**Data:**
# # # # # # #
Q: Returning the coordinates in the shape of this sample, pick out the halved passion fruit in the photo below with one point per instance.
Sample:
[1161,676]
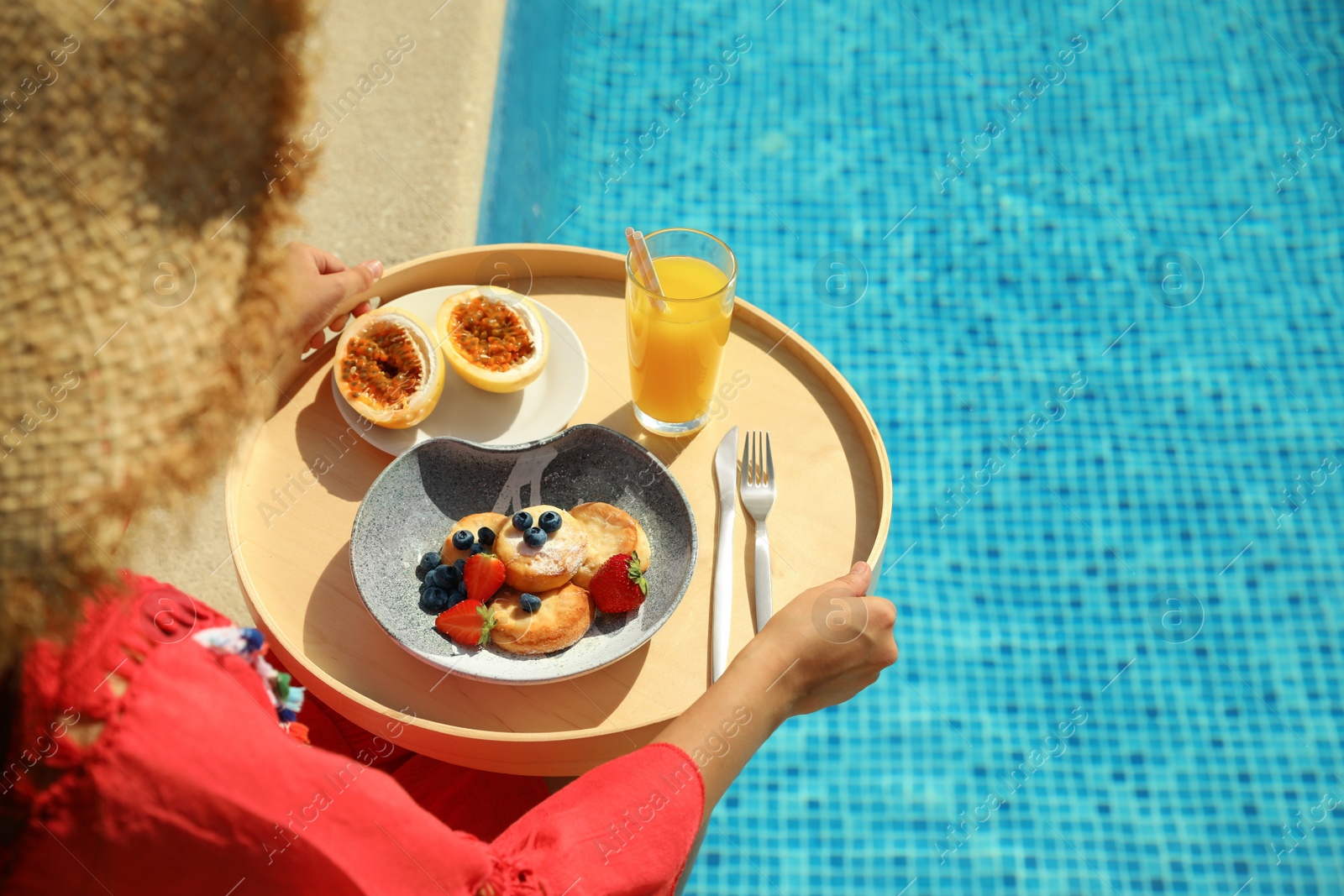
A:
[494,338]
[389,369]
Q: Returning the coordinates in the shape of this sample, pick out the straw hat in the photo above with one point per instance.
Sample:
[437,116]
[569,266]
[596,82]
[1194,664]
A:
[140,194]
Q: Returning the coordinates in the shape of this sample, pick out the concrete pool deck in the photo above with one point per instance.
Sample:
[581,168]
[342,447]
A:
[400,176]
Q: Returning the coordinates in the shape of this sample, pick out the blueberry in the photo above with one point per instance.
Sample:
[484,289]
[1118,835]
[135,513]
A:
[434,600]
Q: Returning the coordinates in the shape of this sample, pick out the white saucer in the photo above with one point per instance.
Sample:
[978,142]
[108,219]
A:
[488,418]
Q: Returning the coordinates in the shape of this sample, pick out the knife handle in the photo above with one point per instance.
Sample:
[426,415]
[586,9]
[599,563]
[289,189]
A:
[763,591]
[722,610]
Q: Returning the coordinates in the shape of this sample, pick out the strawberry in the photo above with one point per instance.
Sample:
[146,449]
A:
[618,584]
[483,574]
[467,624]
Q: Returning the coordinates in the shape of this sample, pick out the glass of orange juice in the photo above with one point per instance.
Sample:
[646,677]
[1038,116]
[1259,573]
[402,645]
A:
[676,336]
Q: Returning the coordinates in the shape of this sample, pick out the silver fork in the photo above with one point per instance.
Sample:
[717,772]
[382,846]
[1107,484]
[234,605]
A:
[756,484]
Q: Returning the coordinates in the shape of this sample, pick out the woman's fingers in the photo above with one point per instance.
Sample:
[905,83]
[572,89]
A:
[340,285]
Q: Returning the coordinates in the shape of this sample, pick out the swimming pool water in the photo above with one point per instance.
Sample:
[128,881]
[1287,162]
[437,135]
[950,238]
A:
[1102,343]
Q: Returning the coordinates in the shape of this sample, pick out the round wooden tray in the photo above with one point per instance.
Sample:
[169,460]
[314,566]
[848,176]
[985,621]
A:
[295,486]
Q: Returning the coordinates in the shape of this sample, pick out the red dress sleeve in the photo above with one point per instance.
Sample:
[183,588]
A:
[192,786]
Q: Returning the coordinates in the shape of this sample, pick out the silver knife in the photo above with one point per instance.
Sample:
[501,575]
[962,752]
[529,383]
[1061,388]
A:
[726,473]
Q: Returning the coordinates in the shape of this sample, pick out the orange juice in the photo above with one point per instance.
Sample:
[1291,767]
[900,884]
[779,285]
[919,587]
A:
[676,340]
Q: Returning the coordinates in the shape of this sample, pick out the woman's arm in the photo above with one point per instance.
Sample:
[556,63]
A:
[824,647]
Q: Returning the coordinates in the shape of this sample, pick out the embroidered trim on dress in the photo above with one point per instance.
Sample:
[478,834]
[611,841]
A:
[249,644]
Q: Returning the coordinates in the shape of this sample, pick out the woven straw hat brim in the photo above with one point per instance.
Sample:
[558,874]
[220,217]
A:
[139,208]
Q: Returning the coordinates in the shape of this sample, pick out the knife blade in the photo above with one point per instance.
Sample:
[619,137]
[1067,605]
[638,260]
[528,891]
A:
[726,474]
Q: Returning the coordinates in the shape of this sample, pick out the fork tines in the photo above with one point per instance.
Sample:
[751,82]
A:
[757,461]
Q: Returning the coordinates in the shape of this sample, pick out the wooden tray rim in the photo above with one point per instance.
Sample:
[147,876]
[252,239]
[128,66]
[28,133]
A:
[386,288]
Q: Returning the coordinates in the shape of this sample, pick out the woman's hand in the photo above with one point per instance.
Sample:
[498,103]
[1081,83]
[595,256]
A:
[820,649]
[322,284]
[832,641]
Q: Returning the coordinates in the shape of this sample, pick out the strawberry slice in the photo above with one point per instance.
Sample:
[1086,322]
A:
[484,574]
[467,624]
[618,584]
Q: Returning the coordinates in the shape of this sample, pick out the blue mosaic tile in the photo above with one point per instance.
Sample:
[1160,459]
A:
[1152,562]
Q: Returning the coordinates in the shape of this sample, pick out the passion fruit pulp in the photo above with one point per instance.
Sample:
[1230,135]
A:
[495,338]
[389,369]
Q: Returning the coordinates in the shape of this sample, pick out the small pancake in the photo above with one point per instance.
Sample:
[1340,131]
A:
[609,531]
[548,567]
[472,523]
[564,616]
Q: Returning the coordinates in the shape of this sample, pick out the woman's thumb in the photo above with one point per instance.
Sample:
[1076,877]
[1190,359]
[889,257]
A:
[358,278]
[857,580]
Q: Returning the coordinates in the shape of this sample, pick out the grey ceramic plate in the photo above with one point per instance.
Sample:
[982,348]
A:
[414,503]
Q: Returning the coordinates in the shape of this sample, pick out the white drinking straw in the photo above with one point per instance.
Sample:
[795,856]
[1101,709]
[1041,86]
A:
[644,265]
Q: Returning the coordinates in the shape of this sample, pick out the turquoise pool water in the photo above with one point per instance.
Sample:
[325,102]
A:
[1084,264]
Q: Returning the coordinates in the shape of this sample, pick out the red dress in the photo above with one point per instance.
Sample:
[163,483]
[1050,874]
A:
[195,788]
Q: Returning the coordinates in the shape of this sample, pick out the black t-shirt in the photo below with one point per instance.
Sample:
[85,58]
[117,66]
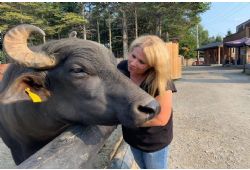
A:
[148,139]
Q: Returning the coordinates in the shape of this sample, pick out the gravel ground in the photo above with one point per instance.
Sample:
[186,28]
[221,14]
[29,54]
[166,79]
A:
[211,121]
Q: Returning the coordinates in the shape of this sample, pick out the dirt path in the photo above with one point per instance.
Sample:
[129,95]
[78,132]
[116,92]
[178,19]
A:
[211,119]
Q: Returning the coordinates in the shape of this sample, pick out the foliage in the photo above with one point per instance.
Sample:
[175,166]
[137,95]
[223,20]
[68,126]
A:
[169,20]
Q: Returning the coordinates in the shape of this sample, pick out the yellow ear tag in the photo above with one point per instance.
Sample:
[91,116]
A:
[34,97]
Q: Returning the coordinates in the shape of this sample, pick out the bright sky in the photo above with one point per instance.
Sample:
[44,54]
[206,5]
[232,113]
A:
[224,16]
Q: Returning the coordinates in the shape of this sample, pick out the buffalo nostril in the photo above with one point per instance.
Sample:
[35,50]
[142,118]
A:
[151,108]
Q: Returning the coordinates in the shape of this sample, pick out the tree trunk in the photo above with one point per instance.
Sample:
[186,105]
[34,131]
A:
[98,31]
[110,34]
[124,35]
[136,24]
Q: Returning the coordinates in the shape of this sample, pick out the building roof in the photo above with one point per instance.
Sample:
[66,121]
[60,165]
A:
[210,45]
[238,43]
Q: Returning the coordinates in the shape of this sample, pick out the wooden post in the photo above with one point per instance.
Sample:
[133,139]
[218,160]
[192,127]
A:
[219,55]
[77,148]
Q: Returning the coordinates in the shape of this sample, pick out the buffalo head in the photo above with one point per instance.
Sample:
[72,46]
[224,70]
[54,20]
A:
[77,82]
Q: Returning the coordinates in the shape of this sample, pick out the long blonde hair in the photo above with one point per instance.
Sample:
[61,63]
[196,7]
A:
[157,57]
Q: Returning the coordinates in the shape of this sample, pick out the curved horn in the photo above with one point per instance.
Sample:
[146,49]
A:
[15,45]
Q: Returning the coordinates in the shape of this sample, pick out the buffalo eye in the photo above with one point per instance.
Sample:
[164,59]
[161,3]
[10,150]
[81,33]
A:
[77,71]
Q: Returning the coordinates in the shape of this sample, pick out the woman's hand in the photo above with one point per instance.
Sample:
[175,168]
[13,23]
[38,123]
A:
[162,118]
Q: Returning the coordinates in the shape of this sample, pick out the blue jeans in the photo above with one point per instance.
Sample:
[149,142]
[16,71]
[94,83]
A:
[151,160]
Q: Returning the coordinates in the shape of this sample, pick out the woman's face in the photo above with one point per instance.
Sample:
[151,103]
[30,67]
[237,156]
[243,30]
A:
[137,61]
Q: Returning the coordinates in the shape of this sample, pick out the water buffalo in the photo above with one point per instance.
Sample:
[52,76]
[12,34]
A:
[76,81]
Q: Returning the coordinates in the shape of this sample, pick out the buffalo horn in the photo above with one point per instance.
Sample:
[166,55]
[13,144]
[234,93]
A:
[15,45]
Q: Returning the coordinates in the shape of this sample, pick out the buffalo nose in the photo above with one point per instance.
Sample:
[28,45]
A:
[152,108]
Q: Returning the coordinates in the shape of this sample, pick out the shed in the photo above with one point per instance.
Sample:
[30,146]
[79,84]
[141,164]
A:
[213,53]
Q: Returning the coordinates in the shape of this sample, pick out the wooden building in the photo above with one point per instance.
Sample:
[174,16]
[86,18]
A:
[213,53]
[239,42]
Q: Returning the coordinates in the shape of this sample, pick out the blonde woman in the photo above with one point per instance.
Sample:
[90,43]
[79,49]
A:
[148,67]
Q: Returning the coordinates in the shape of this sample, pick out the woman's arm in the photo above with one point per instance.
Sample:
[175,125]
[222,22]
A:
[162,118]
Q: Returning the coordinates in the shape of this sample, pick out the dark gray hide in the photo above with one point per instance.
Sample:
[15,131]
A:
[84,87]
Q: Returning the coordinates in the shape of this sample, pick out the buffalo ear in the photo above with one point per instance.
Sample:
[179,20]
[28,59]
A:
[24,88]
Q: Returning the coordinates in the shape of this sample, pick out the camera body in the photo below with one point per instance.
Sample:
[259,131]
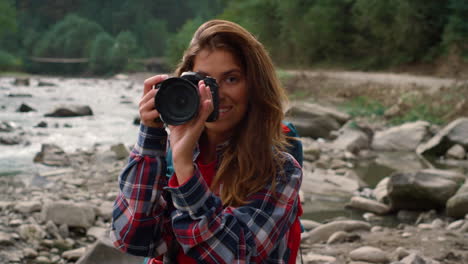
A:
[178,99]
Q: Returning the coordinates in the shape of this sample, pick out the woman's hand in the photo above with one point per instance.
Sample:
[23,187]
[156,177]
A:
[184,137]
[148,113]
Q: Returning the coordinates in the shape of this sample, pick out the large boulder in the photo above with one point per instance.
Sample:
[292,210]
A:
[423,190]
[406,137]
[69,213]
[315,121]
[52,155]
[70,111]
[457,206]
[454,133]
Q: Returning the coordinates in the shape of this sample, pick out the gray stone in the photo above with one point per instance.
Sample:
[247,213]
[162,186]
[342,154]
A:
[369,254]
[121,151]
[70,213]
[70,111]
[454,133]
[368,205]
[103,252]
[426,189]
[456,152]
[405,137]
[323,232]
[52,155]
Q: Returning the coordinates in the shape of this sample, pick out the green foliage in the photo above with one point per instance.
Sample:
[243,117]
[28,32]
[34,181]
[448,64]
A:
[179,42]
[100,58]
[125,48]
[8,62]
[364,106]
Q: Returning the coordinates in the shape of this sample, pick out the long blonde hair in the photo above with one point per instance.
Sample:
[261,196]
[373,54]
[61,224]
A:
[252,159]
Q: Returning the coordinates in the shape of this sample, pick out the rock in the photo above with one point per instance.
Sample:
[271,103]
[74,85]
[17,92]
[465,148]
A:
[5,239]
[337,237]
[426,189]
[309,224]
[52,155]
[380,191]
[454,133]
[454,225]
[31,232]
[368,205]
[70,213]
[121,151]
[70,111]
[413,258]
[457,206]
[315,121]
[21,81]
[28,207]
[323,232]
[103,252]
[311,258]
[406,137]
[456,152]
[24,108]
[352,140]
[369,254]
[74,254]
[44,83]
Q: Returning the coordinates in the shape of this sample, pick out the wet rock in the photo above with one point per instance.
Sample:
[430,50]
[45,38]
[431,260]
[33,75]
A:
[368,205]
[315,121]
[70,111]
[352,140]
[70,213]
[28,207]
[456,152]
[369,254]
[24,108]
[457,206]
[121,151]
[21,81]
[312,258]
[454,133]
[5,239]
[323,232]
[52,155]
[380,191]
[426,189]
[103,252]
[406,137]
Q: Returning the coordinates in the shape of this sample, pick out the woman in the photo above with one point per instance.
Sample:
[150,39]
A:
[234,195]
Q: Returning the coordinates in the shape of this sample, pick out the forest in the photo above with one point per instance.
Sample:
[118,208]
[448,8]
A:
[112,36]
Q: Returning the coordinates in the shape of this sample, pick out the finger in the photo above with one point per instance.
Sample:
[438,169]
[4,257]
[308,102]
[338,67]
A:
[152,81]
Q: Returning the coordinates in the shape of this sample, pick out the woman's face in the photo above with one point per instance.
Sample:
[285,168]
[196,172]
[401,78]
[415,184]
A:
[224,67]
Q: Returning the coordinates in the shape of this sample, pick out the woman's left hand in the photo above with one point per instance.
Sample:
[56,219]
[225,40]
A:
[184,137]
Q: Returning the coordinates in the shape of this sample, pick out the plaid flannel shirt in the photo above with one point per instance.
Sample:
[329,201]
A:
[154,220]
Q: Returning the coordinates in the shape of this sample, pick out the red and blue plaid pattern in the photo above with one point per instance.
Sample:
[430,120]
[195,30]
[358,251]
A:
[152,219]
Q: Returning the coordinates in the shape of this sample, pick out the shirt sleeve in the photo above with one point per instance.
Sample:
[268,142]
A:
[211,233]
[140,219]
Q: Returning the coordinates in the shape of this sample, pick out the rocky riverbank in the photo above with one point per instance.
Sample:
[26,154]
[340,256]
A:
[62,214]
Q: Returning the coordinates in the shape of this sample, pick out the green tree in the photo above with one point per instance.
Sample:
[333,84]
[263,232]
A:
[100,58]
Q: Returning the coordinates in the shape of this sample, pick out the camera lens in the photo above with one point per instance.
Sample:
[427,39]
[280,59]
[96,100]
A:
[177,101]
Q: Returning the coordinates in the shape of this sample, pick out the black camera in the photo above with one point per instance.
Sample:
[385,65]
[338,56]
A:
[178,99]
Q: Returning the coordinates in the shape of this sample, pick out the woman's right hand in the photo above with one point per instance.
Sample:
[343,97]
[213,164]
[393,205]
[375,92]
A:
[148,112]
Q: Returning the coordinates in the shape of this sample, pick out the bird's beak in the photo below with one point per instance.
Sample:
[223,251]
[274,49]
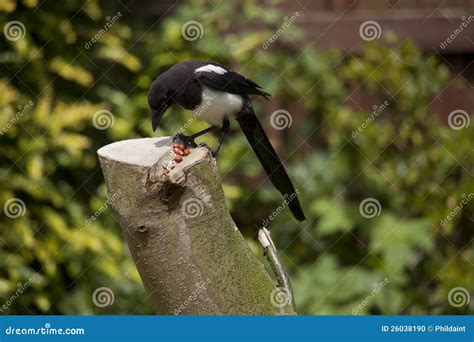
# # # # # # #
**What to produce:** Copy out each line of the listing above that contains the string "below". Case counts.

**Worked solution:**
Q: Returning the coordinates in the shape of this sample, pick out the halved passion fruit in the photo below with one point per instance.
Q: Returning the coordinates in the shape of this sample, pick out the black t-shirt in the photo below with one point per instance.
Q: Returning the coordinates in the shape of this sample, pick out the camera body in the photo below with one point per instance.
Q: Returning the coordinates in the shape of this sample, pick out the bird's beak in the photo below with one point per instance.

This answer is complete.